**YOUR INSTRUCTIONS**
All that is wanted is a word-for-word copy of the data from its first line to the line containing "The photo below is the one in question.", both included.

Dataset entries
- Opening Delimiter -
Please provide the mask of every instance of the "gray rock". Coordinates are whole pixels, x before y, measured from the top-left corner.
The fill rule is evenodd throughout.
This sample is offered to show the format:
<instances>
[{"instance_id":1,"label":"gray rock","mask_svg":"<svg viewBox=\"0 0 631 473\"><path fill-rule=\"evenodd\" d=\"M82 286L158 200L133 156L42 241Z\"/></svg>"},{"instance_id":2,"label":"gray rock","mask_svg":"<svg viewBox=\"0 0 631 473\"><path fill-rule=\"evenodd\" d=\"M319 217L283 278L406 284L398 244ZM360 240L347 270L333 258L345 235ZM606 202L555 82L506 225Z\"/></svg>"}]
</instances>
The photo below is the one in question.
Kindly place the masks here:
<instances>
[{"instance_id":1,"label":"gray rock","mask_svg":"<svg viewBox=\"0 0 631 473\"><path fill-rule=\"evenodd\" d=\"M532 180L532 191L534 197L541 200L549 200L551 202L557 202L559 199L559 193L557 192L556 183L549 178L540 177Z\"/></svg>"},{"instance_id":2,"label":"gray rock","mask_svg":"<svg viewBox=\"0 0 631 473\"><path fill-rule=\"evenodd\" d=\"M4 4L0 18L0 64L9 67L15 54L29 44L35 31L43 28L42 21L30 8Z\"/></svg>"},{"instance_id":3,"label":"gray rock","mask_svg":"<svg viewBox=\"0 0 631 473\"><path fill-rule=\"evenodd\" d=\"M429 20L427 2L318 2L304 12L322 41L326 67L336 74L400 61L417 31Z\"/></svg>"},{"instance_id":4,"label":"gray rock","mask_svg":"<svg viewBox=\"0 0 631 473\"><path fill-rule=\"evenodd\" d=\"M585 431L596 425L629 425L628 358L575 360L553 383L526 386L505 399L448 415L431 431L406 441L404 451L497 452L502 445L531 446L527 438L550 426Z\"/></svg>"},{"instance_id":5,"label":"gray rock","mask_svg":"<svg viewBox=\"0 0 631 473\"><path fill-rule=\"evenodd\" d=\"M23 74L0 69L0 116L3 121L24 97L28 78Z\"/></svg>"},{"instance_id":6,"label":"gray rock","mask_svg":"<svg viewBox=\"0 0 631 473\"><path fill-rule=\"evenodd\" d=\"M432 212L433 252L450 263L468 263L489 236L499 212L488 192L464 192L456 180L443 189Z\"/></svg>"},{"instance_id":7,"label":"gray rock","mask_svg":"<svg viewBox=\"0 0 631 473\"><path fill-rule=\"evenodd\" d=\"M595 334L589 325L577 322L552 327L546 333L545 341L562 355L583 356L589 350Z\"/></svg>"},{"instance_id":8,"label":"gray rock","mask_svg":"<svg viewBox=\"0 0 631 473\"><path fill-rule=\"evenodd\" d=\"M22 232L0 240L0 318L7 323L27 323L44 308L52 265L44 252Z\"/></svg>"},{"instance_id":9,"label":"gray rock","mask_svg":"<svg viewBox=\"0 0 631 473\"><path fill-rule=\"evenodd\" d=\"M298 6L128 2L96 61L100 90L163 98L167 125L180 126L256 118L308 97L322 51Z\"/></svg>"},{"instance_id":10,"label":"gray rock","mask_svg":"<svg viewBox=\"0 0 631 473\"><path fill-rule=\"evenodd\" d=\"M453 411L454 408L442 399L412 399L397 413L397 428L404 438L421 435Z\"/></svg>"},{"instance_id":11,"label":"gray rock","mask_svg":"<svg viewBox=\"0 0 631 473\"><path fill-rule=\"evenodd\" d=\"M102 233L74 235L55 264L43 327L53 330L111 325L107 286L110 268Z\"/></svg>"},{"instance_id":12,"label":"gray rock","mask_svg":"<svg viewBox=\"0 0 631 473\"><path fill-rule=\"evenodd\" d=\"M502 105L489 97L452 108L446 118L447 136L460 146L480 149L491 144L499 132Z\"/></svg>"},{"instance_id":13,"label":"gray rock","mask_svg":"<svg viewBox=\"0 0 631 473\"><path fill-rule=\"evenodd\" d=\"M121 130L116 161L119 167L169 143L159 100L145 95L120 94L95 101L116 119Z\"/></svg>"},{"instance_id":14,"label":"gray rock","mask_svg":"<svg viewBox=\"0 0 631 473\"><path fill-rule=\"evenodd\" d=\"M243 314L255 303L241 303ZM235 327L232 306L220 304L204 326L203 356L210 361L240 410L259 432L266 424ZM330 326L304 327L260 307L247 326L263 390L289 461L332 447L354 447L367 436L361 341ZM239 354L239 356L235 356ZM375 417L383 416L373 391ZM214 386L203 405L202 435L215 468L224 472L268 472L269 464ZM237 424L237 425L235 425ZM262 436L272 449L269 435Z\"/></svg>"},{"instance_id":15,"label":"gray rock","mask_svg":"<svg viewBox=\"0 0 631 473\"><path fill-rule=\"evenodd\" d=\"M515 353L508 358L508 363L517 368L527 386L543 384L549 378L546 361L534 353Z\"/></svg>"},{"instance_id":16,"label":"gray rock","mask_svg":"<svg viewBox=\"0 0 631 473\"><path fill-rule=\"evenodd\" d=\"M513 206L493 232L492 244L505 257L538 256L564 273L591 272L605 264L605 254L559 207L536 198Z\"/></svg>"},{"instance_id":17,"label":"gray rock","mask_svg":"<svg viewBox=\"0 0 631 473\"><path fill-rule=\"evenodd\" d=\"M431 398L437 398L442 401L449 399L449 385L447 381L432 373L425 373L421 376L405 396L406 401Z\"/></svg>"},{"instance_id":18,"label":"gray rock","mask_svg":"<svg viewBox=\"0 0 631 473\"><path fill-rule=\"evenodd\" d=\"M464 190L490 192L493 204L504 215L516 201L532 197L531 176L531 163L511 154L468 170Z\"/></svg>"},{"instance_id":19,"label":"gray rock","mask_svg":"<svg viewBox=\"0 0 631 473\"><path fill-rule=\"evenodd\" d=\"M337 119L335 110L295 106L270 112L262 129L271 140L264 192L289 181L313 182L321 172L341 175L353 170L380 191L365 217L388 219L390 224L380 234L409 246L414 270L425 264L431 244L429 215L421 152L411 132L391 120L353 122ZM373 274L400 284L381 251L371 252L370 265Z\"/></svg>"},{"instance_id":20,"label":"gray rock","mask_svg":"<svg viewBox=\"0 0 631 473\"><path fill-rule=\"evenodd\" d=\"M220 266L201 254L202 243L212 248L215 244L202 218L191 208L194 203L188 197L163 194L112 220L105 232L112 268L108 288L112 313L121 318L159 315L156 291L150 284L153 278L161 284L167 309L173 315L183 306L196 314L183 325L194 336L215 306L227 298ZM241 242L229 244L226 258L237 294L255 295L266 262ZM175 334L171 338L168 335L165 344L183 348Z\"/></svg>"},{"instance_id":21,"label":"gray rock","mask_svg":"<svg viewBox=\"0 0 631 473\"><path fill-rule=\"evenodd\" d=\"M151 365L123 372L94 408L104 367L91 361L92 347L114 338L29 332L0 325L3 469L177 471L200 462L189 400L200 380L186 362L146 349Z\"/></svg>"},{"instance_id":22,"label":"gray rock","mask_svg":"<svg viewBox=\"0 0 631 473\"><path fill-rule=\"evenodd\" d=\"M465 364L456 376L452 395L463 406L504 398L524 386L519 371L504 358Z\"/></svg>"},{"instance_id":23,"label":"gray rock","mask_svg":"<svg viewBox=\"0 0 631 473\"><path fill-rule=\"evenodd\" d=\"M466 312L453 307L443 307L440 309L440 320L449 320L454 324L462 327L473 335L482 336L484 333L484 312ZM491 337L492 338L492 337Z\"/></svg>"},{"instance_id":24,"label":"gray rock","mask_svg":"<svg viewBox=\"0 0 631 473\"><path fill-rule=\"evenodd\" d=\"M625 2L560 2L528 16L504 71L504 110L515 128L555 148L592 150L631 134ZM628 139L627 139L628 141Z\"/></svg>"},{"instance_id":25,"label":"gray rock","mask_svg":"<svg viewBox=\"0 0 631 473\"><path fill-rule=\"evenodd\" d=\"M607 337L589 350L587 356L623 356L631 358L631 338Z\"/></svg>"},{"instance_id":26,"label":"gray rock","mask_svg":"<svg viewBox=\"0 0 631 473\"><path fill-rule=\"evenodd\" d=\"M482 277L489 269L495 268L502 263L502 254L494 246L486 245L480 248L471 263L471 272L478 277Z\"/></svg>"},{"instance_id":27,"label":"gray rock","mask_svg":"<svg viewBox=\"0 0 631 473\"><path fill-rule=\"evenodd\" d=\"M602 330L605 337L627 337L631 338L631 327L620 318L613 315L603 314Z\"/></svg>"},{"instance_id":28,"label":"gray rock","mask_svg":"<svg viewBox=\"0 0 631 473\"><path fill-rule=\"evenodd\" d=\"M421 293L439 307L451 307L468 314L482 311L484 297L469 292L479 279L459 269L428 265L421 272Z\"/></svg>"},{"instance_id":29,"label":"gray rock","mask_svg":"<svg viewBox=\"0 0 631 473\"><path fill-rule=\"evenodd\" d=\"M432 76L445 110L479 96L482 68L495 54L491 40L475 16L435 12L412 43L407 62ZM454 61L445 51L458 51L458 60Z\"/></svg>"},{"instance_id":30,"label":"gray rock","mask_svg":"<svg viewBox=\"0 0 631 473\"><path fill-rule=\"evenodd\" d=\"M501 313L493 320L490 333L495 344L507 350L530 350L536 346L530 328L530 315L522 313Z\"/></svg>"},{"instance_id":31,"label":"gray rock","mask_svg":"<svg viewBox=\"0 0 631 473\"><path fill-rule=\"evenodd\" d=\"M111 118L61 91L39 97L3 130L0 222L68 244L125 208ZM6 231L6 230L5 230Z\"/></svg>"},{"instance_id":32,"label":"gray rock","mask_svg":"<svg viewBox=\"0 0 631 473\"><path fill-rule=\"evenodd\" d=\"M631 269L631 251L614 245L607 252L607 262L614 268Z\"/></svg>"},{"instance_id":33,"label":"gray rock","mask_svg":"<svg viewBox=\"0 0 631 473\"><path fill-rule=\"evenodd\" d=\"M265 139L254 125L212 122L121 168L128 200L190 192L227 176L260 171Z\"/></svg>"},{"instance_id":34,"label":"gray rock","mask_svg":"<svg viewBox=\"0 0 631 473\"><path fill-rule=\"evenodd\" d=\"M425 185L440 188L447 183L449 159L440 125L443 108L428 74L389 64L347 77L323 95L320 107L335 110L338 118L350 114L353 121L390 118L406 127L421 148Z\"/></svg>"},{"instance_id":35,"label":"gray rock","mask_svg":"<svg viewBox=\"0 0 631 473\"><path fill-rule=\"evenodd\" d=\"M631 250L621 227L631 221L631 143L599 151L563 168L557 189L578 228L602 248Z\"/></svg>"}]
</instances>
- Closing Delimiter -
**SOLUTION TO THIS EXERCISE**
Please provide the mask of every instance of the "gray rock". Coordinates are whole pixels, x before y, measured from the top-left corner.
The fill rule is evenodd throughout.
This sample is offered to show the format:
<instances>
[{"instance_id":1,"label":"gray rock","mask_svg":"<svg viewBox=\"0 0 631 473\"><path fill-rule=\"evenodd\" d=\"M82 286L158 200L133 156L42 241Z\"/></svg>"},{"instance_id":2,"label":"gray rock","mask_svg":"<svg viewBox=\"0 0 631 473\"><path fill-rule=\"evenodd\" d=\"M319 217L283 278L406 284L398 244ZM360 240L347 270L333 258L345 235ZM606 202L555 82L506 225Z\"/></svg>"}]
</instances>
The photo below is the one in question.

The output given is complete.